> [Texto fuente]
○ ○ ○ ○

Hay días para la memoria, días en los que una noticia, una anécdota o una mera asociación de imágenes hacen que nuestro cinematógrafo interior ponga en marcha, de forma fragmentaria, una parte de la inacabada y caótica película que hemos ido almacenando. Hay días para la evocación de personas con las que hemos perdido el contacto hace tiempo y, desde el hondón de Dios sabe cuántos y qué recordatorios, imploramos que su relato se amplíe a sabiendas de que nunca se completará.
¿Cómo no recordar a aquella legendaria amiga, de familia bien y temerosa de Dios, que los domingos, según me contaba, cuando se emitía el primer telediario, escuchaba en silencio los comentarios píos de su madre y patrióticos de su padre, mientras ella digería de muy distinta manera lo que iban contando aquellos bustos parlantes?
¿Cómo no recordarla, digo? Estudiante de historia que, tan pronto alcanzó la mayoría de edad, se fue de su casa y en aquellas interminables noches de tertulias, copas y confidencias, aludía siempre a lo que le habían transmitido las monjas e impuesto sus progenitores?
¿Cómo no recordarla en aquellos primeros años de la transición cuando aludía a aquellos “actos de afirmación nacional” que guardaban relación con las encendidas arengas de Blas Piñar, personaje muy respetado y mentado en su casa?
¿Afirmación nacional, cuando se le negaba cualquier derecho a la España peregrina, a la España de los dos exilios, interior y exterior? ¿Afirmación nacional cuando la mejor España, intelectual y científicamente hablando, no había tenido sitio en el franquismo y se le pretendía seguir excluyendo en aquellas vibrantes arengas?.
El jersey de cuello de cisne, la faldita mona, la medalla de no sé qué Virgen, la imagen perfecta de la señorita bien educada y formada en el nacionalcatolicismo más rancio. Así veía el telediario los domingos, mientras terminaba en familia de dar cuenta de los pasteles que se habían comprado a la salida de misa.
No estaba en el guión replicar nada. Presencia muda y respetuosa la suya, hasta que un buen día dejó todo aquello. Y su vida en libertad dio comienzo.

○ ○ ○ ○

> [Muestra de datos]
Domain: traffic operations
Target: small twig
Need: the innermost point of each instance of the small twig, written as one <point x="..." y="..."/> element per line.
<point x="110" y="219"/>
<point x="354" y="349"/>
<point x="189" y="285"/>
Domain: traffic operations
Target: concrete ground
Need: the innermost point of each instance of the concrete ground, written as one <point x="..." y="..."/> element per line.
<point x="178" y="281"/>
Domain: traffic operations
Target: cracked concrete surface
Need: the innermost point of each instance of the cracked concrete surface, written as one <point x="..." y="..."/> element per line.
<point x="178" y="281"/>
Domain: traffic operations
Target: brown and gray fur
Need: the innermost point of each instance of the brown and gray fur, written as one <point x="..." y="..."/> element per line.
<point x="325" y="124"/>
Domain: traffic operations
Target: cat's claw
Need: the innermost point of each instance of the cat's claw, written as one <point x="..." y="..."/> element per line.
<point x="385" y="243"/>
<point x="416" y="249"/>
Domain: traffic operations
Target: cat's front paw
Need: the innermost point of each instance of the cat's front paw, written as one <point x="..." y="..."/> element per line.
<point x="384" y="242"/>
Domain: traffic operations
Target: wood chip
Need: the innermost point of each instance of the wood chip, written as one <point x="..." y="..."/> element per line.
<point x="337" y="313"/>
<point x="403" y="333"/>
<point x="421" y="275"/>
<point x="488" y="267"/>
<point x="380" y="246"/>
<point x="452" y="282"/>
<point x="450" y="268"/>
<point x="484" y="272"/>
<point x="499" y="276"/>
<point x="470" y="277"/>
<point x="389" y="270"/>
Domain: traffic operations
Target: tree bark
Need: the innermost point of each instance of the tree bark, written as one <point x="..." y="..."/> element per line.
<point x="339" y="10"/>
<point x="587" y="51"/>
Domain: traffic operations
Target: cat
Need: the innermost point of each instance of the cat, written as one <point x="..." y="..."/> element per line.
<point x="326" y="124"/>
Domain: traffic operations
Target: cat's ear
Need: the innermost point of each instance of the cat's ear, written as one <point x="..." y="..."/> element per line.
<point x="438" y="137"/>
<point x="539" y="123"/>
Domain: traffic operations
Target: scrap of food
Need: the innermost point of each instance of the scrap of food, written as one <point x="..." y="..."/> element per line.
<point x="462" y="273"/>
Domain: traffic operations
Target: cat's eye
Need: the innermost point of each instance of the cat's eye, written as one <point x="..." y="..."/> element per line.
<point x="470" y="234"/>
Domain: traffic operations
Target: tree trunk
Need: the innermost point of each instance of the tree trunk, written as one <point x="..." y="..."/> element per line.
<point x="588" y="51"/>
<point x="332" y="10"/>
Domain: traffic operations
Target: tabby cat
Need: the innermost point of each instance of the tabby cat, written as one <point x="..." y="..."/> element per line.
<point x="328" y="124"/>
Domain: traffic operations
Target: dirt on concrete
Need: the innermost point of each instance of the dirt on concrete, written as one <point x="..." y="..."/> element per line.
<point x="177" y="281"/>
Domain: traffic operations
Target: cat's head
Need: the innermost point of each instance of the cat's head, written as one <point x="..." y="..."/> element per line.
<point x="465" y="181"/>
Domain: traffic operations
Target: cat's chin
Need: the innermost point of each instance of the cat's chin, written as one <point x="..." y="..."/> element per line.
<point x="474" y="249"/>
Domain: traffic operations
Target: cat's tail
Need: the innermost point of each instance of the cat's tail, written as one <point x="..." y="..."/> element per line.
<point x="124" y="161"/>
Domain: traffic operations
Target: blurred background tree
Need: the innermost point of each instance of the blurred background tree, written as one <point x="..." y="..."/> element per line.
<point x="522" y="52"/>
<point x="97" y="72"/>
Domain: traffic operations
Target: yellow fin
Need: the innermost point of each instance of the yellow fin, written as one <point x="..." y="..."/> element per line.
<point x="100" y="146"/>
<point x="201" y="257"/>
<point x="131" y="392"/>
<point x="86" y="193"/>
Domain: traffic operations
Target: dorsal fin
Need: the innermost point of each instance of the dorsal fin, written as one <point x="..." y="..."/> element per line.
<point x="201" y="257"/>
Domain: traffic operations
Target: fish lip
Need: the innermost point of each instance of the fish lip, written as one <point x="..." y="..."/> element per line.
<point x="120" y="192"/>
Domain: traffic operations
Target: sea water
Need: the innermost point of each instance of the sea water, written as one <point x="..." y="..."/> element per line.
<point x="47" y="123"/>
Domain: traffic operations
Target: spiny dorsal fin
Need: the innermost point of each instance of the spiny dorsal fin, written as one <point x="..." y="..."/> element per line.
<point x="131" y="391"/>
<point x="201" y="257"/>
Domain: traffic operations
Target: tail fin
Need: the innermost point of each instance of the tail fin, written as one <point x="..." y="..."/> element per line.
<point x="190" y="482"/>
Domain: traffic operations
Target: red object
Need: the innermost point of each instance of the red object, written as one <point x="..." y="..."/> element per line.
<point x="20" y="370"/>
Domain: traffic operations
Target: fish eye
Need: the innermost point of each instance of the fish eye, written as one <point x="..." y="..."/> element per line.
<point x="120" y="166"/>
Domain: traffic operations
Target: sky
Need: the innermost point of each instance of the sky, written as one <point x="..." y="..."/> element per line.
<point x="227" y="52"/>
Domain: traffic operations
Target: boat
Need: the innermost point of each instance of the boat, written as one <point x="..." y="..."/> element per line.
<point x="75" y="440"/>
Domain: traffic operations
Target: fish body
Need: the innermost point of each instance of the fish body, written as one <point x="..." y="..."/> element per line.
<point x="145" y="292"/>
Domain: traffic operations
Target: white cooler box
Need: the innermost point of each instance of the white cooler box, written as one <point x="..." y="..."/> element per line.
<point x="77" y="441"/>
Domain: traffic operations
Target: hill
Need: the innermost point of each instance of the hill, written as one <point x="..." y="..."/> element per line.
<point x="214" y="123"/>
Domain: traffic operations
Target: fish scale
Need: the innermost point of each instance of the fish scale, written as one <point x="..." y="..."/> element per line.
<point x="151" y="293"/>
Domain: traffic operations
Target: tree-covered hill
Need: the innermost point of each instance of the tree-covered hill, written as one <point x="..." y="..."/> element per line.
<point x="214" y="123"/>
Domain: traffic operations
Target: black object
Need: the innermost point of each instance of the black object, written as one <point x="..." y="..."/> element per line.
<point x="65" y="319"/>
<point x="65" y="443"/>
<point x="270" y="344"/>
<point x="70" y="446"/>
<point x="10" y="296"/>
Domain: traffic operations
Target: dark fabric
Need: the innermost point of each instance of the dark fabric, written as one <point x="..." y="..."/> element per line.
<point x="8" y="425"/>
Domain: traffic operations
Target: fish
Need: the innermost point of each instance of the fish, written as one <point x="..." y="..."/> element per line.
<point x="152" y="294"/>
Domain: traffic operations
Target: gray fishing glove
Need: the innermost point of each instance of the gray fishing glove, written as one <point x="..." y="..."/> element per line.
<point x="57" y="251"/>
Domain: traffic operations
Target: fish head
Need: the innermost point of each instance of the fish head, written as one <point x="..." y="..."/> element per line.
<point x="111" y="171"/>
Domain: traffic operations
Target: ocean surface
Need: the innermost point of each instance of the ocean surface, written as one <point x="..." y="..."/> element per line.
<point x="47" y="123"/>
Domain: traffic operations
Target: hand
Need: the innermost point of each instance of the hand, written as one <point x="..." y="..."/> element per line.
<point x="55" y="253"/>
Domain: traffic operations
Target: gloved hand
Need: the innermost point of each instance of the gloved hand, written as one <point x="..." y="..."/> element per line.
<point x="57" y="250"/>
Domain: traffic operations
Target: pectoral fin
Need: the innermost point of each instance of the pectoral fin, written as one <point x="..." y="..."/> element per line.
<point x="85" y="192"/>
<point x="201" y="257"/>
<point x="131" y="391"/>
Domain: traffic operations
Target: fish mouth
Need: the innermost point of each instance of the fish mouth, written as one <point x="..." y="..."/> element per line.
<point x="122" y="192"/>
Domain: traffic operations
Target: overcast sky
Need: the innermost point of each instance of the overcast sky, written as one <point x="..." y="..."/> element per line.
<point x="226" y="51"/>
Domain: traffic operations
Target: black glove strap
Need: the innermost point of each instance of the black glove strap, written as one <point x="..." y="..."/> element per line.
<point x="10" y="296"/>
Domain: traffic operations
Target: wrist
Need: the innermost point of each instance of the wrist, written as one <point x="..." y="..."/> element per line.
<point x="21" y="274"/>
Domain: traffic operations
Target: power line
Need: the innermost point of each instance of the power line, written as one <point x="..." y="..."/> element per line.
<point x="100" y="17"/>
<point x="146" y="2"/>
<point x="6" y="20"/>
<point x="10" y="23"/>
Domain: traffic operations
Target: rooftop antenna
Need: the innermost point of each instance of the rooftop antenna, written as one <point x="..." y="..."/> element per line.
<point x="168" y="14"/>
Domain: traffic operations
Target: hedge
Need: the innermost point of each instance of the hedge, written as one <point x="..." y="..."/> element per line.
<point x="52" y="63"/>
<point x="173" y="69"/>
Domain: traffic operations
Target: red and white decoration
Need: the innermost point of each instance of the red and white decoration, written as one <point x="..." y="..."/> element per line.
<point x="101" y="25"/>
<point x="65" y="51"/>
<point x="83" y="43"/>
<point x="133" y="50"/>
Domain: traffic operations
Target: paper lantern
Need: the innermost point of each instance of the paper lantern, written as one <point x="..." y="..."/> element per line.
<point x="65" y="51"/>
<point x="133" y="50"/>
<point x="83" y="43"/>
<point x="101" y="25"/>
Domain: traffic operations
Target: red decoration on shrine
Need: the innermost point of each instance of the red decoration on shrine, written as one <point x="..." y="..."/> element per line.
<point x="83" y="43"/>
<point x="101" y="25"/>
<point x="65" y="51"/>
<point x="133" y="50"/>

○ ○ ○ ○

> [Enunciado] ¿Qué prendas y objetos que lleva la amiga enumera el texto fuente al describir su aspecto?

> [Tu respuesta] El jersey de cuello de cisne, la faldita mona y la medalla de no sé qué Virgen.